# TESTO
↓

Cass. civ., sez. I, sentenza 16/10/2013, n. 23540
Sintesi tramite sistema IA Doctrine
L'intelligenza artificiale può commettere errori. Verifica sempre i contenuti generati.
Segnala un errore nella sintesiMassime • 1
Le azioni proprie della società, a norma dell'art. 2357 ter, secondo comma, secondo periodo, cod. civ., nel testo introdotto dall'art. 10 del d.P.R. 10 febbraio 1986, n. 30, ed anteriore alla modifica apportata dall'art. 1, comma 3, del d.lgs. 29 novembre 2010, n. 224, vanno incluse nella base su cui calcolare i "quorum" costitutivi o deliberativi, esclusivamente allorché tali "quorum" si configurino come quote del capitale sociale, per cui, in caso di assemblea ordinaria in seconda convocazione, la maggioranza assoluta per deliberare deve essere calcolata sul solo ammontare delle azioni rappresentate dai soci partecipanti all'assemblea, senza tener conto delle azioni proprie di cui sia titolare la società.
Sul provvedimento
Testo completo
Composta dagli Ill.mi Sigg.ri Magistrati:
Dott. S G - Presidente -
Dott. D M - Consigliere -
Dott. C P - Consigliere -
Dott. B G - Consigliere -
Dott. D C C - rel. Consigliere -
ha pronunciato la seguente:
SENTENZA
sul ricorso proposto da:
S SIMONPIETRO & C. s.a.p.a. in persona del Presidente del Consiglio degli accomandatari, S S, rappresentata e difesa, per procura speciale in calce al ricorso, dall'avv. I G e elett.te dom.ta presso lo studio del predetto in Roma, Viale Bruno Buozzi n. 82;
- ricorrente -
contro
S S PTRO, rappresentato e difeso, per procura speciale a margine del controricorso, dagli avv.ti prof. B M, prof. A N ed E L M, ed elett.te dom.to presso il loro studio in Roma, Via XXIV Maggio n. 43;
- controricorrente -
e contro
S FRANCESCO SAVERIO;
SA.PAR. s.r.l.;
S A;
S COSTRUTTORI s.p.a.;
- intimati -
avverso la sentenza della Corte d'appello di Roma n. 3558/2008, depositata l'11 settembre 2008;
udita la relazione della causa svolta nella pubblica udienza del 30 aprile 2013 dal Consigliere dott. C D C;
udito per la ricorrente l'avv. G I;
udito per il controricorrente gli avv.ti prof. Mario BUSSOLETTI ed Ermanno LA MARCA;
udito il P.M. in persona del Sostituto Procuratore Generale dott. SORRENTINO Federico che ha concluso per la declaratoria di cessazione della materia del contendere o, in subordine, l'accoglimento del ricorso per quanto di ragione.

↑

# DATI FORNITI
↓

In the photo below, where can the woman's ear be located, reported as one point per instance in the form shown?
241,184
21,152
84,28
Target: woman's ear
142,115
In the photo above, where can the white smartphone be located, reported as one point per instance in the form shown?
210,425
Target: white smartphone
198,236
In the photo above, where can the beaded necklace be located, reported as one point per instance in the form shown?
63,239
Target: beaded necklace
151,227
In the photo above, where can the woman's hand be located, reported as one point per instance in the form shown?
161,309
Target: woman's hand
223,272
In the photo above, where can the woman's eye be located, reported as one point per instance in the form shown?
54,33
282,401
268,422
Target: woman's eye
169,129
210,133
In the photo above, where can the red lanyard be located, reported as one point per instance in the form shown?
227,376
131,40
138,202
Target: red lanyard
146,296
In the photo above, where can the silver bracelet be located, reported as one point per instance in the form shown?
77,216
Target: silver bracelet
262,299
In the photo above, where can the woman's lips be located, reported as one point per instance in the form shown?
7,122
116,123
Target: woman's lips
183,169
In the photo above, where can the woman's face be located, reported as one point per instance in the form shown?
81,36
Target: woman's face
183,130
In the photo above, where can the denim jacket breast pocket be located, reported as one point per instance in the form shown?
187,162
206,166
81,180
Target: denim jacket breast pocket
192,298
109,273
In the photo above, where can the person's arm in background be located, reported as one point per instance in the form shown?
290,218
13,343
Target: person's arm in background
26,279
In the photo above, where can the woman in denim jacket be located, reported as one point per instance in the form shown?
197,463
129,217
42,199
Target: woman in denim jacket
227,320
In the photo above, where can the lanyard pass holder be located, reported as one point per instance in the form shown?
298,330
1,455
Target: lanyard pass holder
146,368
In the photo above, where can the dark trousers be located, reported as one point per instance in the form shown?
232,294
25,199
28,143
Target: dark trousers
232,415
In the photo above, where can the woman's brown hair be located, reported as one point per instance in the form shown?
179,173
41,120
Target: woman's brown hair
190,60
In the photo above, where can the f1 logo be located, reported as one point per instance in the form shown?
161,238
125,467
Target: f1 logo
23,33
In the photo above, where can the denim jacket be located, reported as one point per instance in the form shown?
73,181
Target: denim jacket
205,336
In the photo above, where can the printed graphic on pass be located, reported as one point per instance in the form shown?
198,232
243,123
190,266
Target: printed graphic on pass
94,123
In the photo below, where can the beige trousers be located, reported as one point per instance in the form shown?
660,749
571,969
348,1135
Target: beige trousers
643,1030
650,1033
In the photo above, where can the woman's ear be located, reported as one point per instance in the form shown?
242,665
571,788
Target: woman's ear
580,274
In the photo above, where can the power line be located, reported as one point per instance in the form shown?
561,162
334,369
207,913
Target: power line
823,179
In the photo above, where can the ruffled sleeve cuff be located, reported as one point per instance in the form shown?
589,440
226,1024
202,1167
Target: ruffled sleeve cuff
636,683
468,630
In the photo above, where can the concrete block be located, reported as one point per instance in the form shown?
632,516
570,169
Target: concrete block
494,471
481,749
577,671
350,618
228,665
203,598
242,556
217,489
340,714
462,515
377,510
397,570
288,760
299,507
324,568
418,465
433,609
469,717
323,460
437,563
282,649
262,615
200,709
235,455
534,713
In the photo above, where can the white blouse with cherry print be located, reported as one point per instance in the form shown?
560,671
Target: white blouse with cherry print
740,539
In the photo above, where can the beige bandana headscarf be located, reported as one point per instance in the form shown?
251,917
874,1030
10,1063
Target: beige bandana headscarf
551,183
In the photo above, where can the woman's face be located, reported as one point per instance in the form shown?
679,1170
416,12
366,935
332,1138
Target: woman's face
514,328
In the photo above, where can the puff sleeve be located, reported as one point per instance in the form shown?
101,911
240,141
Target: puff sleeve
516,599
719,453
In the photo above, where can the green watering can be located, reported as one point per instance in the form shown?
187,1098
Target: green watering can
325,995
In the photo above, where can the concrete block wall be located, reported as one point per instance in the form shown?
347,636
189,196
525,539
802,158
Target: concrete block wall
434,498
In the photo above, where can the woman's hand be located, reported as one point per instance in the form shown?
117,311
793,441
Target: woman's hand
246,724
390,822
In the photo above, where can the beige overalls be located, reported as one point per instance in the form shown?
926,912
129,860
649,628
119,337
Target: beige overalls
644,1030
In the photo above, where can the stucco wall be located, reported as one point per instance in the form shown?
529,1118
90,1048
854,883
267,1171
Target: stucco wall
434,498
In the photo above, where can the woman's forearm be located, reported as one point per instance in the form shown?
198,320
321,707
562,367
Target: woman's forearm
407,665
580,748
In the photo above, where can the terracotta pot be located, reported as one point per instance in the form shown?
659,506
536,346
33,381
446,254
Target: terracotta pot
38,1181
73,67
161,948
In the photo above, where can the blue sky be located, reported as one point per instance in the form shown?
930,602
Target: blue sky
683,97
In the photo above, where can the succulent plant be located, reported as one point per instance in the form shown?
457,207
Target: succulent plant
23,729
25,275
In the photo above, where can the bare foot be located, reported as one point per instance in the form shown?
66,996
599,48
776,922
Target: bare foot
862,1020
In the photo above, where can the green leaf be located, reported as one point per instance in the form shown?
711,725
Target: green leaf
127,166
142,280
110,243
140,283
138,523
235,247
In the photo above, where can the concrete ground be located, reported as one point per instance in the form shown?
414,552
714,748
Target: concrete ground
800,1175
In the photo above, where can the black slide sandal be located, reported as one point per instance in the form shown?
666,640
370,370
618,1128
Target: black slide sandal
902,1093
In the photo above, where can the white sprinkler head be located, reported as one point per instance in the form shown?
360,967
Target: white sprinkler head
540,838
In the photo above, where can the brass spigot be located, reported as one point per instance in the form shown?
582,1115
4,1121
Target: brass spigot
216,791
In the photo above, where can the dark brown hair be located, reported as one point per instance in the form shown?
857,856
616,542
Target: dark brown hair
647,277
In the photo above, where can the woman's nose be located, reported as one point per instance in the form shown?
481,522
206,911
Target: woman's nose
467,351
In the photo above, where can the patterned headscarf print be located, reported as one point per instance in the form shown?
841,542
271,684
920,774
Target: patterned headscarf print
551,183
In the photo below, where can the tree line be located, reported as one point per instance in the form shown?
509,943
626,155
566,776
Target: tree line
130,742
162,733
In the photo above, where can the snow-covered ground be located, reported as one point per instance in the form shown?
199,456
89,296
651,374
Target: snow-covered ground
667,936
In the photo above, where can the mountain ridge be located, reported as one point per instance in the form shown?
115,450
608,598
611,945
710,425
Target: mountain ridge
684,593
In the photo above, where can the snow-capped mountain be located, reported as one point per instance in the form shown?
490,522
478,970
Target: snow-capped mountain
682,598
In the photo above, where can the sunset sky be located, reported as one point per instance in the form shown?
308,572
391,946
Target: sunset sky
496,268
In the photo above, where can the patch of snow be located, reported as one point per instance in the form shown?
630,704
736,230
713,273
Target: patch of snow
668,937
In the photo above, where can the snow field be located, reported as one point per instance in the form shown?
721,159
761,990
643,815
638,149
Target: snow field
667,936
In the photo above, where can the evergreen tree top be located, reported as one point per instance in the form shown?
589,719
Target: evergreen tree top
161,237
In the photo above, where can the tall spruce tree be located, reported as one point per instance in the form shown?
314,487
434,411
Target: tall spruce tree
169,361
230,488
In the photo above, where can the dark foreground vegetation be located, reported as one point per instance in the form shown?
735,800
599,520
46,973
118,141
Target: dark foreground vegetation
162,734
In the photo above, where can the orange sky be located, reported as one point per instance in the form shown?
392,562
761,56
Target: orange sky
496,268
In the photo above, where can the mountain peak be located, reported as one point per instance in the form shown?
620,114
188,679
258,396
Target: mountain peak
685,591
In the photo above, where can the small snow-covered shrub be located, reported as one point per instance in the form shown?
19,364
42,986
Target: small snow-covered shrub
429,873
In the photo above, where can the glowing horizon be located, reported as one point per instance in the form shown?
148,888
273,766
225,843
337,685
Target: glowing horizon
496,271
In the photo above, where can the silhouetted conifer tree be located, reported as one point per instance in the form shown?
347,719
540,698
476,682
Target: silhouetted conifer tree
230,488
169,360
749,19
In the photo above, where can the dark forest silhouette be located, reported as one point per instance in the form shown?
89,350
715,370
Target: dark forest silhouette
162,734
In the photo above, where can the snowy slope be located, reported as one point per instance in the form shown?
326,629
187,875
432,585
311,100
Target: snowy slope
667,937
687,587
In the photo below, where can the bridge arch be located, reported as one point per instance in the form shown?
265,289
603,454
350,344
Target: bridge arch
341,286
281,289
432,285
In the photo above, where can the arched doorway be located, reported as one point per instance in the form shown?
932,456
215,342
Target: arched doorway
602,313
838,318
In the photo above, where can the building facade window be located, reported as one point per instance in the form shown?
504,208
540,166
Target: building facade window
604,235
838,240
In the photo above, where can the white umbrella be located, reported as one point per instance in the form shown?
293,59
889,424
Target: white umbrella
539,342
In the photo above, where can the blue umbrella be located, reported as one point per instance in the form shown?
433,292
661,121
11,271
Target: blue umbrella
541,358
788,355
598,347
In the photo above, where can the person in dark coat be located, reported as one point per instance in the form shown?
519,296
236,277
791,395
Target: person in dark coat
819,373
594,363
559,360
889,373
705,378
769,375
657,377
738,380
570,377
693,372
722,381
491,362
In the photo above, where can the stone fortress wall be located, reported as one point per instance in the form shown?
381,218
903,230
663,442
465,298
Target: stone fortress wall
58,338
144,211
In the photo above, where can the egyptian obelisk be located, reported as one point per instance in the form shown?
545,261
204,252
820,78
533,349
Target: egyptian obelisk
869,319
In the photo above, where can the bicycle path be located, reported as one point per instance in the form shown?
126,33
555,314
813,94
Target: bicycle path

↑

# CONSEGNE
**1)** In che data si è tenuta la pubblica udienza secondo la sentenza?
**2)** Trascrivi dalla sentenza il passo che parte dalle parole "Cass. civ., sez." e si ferma dopo "i contenuti generati.".

# RISPOSTE ALLE CONSEGNE
**1)** Il 30 aprile 2013.

**2)**
Cass. civ., sez. I, sentenza 16/10/2013, n. 23540
Sintesi tramite sistema IA Doctrine
L'intelligenza artificiale può commettere errori. Verifica sempre i contenuti generati.